# [AUSGEWÄHLTER AUSZUG]
• • •

Das Fundament für die Rückserie schien gelegt, doch schon zum Rückrundenauftakt gegen die Stuttgarter Kickers erhielt Kiel einen herben Dämpfer. Die Unentschieden-Könige schlugen wieder einmal in ihrer Paradedisziplin zu. Da die Konkurrenz aus Halle punktete, fielen die Nordlichter erstmals in dieser Saison auf einen Abstiegsplatz.

Geschäftsführer Schwenke bewahrt jedoch die Ruhe, von Aktionismus hält er nichts: "Vorschnelle Handlungen entsprechen und entsprachen auch nie unserer Philosophie und dabei wird es auch in Zukunft bleiben."

• • •

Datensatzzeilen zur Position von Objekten
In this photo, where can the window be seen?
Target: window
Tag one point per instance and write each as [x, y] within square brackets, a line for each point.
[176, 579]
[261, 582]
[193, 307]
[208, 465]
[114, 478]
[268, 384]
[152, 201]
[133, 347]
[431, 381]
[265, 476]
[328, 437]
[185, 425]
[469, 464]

• • •

# [AUFGABEN]
(a) Schreib die Datensätze oben neu und ersetze darin "window" durch "door". Alles andere bleibt unverändert.
(b) Setze bitte den Auszug über Kiels Lage in der Rückrunde nach seinem letzten Satz fort.

# [DIE ANTWORTEN]
(a)
In this photo, where can the door be seen?
Target: door
Tag one point per instance and write each as [x, y] within square brackets, a line for each point.
[176, 579]
[261, 582]
[193, 307]
[208, 465]
[114, 478]
[268, 384]
[152, 201]
[133, 347]
[431, 381]
[265, 476]
[328, 437]
[185, 425]
[469, 464]

(b)
Lokale Konkurrenz macht Druck

Zusätzlich zum tabellarischen Druck kommen den perspektivisch arbeitenden Kielern weitere Probleme in die Quere. Die Rede ist hierbei vom lokalen Konkurrenzdruck, schließlich stellen sich zwei weitere Vereine aus der Region für die Zukunft auf.

Der zuletzt malade und insolvente VfB Lübeck rehabilitierte sich finanziell und peilt mit Siebenmeilenstiefeln den Aufstieg zurück in die viertklassige Regionalliga Nord an, der VfR Neumünster kokettiert in Person von Präsident Detlef Klusemann öffentlich mit der Zielstellung 3. Liga. Dieser spottete zuletzt über den Nachbarn: "Wenn man sich mal damit beschäftigt, was da seit Jahren an Geld investiert wird, dann müssten sie eigentlich längst in der 2. Liga spielen."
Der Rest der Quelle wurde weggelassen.